**Your task**
Copy out exactly the lines from the line containing "Return the outline of every instance of the **green" to the end of the listing.

* start Stored data *

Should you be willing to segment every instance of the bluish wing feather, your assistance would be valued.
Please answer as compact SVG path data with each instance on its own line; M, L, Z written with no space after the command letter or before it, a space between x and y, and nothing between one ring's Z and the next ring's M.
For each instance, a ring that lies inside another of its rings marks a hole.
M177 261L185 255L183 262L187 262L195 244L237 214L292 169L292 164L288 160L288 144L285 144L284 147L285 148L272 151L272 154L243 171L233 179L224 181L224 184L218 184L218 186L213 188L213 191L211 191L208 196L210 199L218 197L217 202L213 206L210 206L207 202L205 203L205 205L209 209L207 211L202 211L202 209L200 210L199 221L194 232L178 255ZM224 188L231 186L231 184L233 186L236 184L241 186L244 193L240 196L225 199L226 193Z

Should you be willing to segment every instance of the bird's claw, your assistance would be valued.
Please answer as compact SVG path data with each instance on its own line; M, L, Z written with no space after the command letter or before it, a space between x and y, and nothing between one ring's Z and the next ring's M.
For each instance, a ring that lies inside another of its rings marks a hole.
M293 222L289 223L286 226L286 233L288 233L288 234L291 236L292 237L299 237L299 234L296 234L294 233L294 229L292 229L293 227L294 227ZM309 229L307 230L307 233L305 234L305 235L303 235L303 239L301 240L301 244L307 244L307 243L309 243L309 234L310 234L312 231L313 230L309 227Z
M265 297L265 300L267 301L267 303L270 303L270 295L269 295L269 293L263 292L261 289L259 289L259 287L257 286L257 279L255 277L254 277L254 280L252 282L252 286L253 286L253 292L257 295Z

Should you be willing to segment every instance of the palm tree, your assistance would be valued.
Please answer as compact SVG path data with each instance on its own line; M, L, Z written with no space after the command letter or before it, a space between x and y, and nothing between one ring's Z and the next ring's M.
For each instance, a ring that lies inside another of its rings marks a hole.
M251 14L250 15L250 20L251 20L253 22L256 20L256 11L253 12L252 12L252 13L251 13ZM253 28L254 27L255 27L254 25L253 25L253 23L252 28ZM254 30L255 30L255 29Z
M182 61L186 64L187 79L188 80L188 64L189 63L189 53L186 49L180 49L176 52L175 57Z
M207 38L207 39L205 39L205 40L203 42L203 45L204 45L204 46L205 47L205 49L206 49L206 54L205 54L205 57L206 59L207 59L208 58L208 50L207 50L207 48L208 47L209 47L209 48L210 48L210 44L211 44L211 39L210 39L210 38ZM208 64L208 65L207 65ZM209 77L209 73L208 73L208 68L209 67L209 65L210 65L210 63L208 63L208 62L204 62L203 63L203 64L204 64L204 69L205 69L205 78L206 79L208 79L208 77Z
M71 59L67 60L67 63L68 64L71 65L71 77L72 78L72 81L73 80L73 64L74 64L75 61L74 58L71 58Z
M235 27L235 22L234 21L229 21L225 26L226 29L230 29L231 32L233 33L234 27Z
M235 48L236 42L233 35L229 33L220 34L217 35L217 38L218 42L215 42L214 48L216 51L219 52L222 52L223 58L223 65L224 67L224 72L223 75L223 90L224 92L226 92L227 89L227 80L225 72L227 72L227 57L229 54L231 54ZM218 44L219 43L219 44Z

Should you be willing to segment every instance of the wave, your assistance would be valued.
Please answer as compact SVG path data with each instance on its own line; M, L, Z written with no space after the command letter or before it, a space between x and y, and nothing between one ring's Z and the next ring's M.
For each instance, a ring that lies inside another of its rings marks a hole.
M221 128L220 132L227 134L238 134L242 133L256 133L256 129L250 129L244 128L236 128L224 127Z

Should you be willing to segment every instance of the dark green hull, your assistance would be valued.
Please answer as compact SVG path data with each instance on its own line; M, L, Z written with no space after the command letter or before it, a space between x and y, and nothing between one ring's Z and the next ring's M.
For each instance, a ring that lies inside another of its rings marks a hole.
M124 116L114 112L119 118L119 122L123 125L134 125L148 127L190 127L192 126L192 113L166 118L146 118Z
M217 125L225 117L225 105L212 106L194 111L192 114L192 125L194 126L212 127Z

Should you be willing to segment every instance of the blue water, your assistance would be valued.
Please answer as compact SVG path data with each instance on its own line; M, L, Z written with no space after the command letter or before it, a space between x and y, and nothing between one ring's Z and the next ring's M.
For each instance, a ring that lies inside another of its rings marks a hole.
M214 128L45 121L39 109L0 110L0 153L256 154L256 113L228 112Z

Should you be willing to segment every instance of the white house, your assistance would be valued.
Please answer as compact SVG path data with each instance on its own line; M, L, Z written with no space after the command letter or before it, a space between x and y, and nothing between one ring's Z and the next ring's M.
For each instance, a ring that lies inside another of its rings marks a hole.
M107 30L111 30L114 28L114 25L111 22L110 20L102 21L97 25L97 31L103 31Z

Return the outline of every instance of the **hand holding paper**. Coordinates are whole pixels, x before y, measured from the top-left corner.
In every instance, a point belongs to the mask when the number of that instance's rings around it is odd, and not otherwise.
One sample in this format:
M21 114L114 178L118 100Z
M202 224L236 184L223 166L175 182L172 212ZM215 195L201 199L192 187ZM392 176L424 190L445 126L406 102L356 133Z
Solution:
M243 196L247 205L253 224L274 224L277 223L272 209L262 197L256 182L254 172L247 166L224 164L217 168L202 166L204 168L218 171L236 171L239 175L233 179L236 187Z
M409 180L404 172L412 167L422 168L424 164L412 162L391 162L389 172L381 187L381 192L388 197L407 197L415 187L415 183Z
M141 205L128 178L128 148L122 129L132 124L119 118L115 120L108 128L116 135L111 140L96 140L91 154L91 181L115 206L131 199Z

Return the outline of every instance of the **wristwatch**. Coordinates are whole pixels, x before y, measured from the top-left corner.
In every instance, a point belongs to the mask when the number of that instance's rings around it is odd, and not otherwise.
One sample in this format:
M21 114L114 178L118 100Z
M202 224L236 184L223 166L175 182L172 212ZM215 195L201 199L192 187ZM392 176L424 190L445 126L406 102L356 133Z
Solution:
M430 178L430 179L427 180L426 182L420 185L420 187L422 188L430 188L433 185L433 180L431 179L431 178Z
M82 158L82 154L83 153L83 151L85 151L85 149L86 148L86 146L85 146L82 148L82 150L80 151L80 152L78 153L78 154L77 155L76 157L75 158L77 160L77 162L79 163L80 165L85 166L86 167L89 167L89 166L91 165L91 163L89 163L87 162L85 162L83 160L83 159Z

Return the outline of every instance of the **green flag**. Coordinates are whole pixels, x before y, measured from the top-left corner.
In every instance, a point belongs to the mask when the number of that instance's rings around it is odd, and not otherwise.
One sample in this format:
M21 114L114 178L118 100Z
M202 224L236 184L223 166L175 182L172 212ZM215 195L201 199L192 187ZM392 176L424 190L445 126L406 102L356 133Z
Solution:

* end Stored data *

**Expected output**
Return the outline of every instance of the **green flag**. Coordinates are whole pixels, x before y, measured from the top-left corner.
In every instance, a point belongs to the mask when the number of that instance's rings around it is odd, and not otherwise.
One sample in this format:
M21 114L114 178L118 100Z
M202 224L236 184L223 166L175 182L172 212ZM215 195L201 199L192 187ZM392 176L424 190L445 126L406 102L356 133Z
Solution:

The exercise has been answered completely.